#### Exercices à réaliser
A. Répondez brièvement à ces questions sur le texte sur le facteur environnemental, une réponse par ligne, marquée comme la question.
(i) Quelle année le texte qualifie-t-il de « rapide, tumultueuse » ?
(ii) Quel nom le texte donne-t-il à l'élément du décor qui s'approche de nous ?
(iii) Quel nom reçoit le géant « aux pieds d'argile » ?
B. Reproduisez fidèlement le passage du texte sur le facteur environnemental qui va de « Les ombres planent » jusqu'à « le facteur humain. ».
C. Poursuivez le texte sur le facteur environnemental à partir de sa dernière phrase.

#### Texte extrait
Urgent : sortons les mythes de nos placards !
Après une année 2023 rapide, tumultueuse, marquée d’événements mondiaux et locaux forts, positifs ou dramatiques, et de nombreux événements personnels également, nous devons prendre garde, car les temps changent ! Un changement Historique, avec un grand H.
Les ombres planent sur notre théâtre de lumière
Les temps changent, profondément. Parce qu’un élément du décor est en train de s’approcher de nous et qu’il entreprend de changer radicalement notre scène de théâtre humain. Pas à pas, avançant parfois en crabe, il s’approche de nos dénis et les fissure. Son ombre grandit dans nos espaces mentaux, médiatiques, politiques, mais la majorité d’entre nous préférons regarder ailleurs, comme disait le grand Jacques. Nous avons nommé : le facteur environnemental. Durant des millénaires, nous avons pensé pouvoir transformer le monde à notre guise, nous entre-déchirant pour obtenir plus que nos voisins, plus de territoires et de ressources, plus de puissance géopolitique… Nous avons construit un géant agité et devenu dangereux pour lui-même, mais aux pieds d’argile : le facteur humain.
Bienvenue dans la temporalité de l’urgence !

#### Lignes de données
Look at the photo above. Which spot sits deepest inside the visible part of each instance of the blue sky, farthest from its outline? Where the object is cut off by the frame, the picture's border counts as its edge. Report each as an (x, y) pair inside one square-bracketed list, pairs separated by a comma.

#### Réponses aux exercices
A.
(i) 2023
(ii) Le facteur environnemental
(iii) Le facteur humain

B.
Les ombres planent sur notre théâtre de lumière
Les temps changent, profondément. Parce qu’un élément du décor est en train de s’approcher de nous et qu’il entreprend de changer radicalement notre scène de théâtre humain. Pas à pas, avançant parfois en crabe, il s’approche de nos dénis et les fissure. Son ombre grandit dans nos espaces mentaux, médiatiques, politiques, mais la majorité d’entre nous préférons regarder ailleurs, comme disait le grand Jacques. Nous avons nommé : le facteur environnemental. Durant des millénaires, nous avons pensé pouvoir transformer le monde à notre guise, nous entre-déchirant pour obtenir plus que nos voisins, plus de territoires et de ressources, plus de puissance géopolitique… Nous avons construit un géant agité et devenu dangereux pour lui-même, mais aux pieds d’argile : le facteur humain.

C.
Mais voici que le facteur humain se fait lilliputien face à la résurgence puissante du facteur environnemental. A force de le malmener et de le nier, de le piller et de le polluer, l’humanité se voit confrontée à la nécessité vitale d’un « réveil » brutal. Pour ne citer que deux des nombreuses catastrophes en cours : le réchauffement climatique et la chute vertigineuse de biodiversité, mettent en péril notre survie collective même, à l’échelle d’un siècle ou deux. Avec l’Anthropocène, nous sommes entrés dans la temporalité de l’urgence. Il existe en fait, plus largement, neuf limites planétaires, qui ont été identifiées en 2009 par le Stockholm Resilience Centre, et nous en avons déjà franchi six… Pour le dire plus clairement, et sans chercher le buzz catastrophiste : nous courons à notre perte.
Qui sont les malfaiteurs ?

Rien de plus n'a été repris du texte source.